### Exercise passage
━━━━

Mismatching tokenizer and LLM model
Hi there,
I'm using your model and trying to decode the output of llm by provided tokenizer. It seems that the output of llm might output token_id
that is larger than the tokenizer.vocab_size
, which cause tokenizer.decode
error.
After checking the vocab_size
in both model
and tokenizer
, it is the difference of vocab_size
between configs in config.json
(51200 from this line) and tokenizer_config.json
(at most 50295 from this line).
The difference in vocab_size
while debuging also indicate this issue.
How to solve this? Is this avoidable by set some arguments or should I modify config file?
Thank you for your time for reading. Looking forward to your advices!
This is curious as it cann't be explained with added tokens. The base CodeGenTokenizer has more than 51200 tokens. Perhaps the 51200 in the model config is outdated.
It's present on the azure repo, for the latest v2, as well.
This is curious as it cann't be explained with added tokens. The base CodeGenTokenizer has more than 51200 tokens. Perhaps the 51200 in the model config is outdated.
It's present on the azure repo, for the latest v2, as well.

━━━━

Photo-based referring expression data

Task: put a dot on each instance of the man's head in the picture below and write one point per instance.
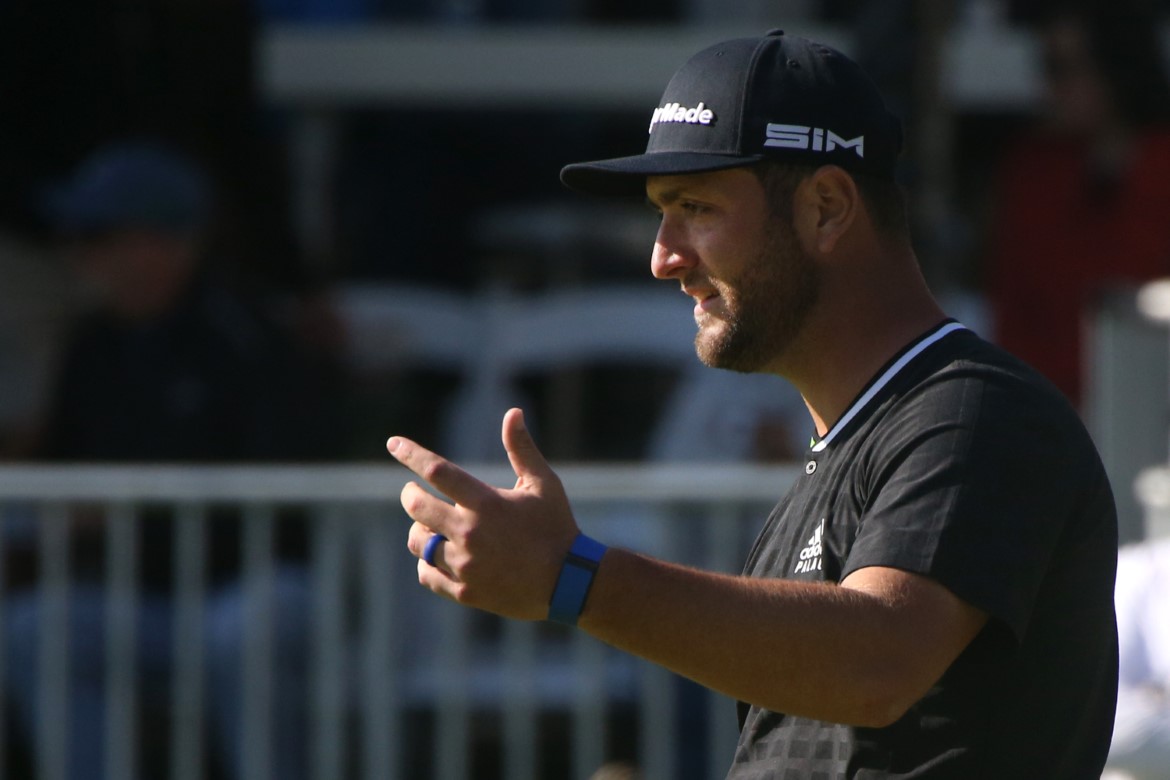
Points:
(778, 97)
(132, 216)
(762, 157)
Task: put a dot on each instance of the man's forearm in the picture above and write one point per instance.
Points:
(813, 649)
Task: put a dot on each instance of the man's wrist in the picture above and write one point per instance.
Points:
(576, 580)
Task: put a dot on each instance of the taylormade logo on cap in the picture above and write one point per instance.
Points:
(700, 115)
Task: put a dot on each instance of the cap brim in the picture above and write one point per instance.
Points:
(626, 175)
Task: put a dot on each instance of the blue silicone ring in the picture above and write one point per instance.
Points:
(575, 580)
(428, 552)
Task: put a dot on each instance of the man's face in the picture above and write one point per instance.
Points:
(752, 283)
(136, 274)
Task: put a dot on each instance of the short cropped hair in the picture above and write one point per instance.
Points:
(885, 199)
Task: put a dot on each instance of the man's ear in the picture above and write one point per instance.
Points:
(825, 206)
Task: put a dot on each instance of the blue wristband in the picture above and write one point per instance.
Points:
(575, 580)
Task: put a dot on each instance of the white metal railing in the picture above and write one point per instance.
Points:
(382, 650)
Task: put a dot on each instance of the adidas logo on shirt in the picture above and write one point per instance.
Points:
(810, 557)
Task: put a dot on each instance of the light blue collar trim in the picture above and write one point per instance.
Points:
(885, 379)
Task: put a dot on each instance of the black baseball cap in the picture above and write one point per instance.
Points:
(748, 99)
(142, 184)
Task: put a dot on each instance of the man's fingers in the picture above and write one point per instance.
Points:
(446, 477)
(527, 460)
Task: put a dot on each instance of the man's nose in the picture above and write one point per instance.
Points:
(669, 256)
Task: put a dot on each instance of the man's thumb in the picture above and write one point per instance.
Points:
(525, 458)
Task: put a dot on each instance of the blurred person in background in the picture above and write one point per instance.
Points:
(1082, 204)
(1141, 737)
(170, 365)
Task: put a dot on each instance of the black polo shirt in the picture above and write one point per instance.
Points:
(959, 463)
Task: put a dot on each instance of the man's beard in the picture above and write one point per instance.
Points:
(765, 308)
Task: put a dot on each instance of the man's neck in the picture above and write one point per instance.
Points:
(845, 349)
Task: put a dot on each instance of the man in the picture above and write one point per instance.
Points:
(934, 598)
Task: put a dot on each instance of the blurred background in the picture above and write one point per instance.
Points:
(241, 243)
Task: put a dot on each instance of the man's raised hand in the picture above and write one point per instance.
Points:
(504, 546)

━━━━

### Complete the following
1. In the forum thread on the tokenizer and model mismatch, what vocab_size does config.json give?
2. Write the next reply in the forum thread on the tokenizer and model mismatch, picking up after its final post.

### Exercise answers
1. 51200

2.
@wassname Thank you for your information. Do you mean there's a repo that point this issue out? Could you give me a link related to that? Thank you very much!
from transformers import AutoModelForCausalLM, AutoTokenizer
tokenizer = AutoTokenizer.from_pretrained("microsoft/phi-2",)
tokenizer.add_tokens([f'<SPL_{i}' for i in range(0,943)]) # returns 943
adding new tokens and using the tokenizer can avoid the error
This is curious as it cann't be explained with added tokens. The base CodeGenTokenizer has more than 51200 tokens. Perhaps the 51200 in the model config is outdated.
It's present on the azure repo, for the latest v2, as well.
@wassname Thank you for your information. Do you mean there's a repo that point this issue out? Could you give me a link related to that? Thank you very much!
Oh there is the huggingface repo, and the azure one. But they both have the same discrepancy.
Could you please provide the script which is generating those identifiers?
We ended up setting 51200 as the vocabulary size just to accommodate any new tokens that we might need in the future. You can follow @Deepakvictor answer and it should fix the issue.
As far as I know, no tokens from 50295+ should be generated because those embeddings were not trained. Though, depending on the generation's parameters, they could appear (low probabilities however).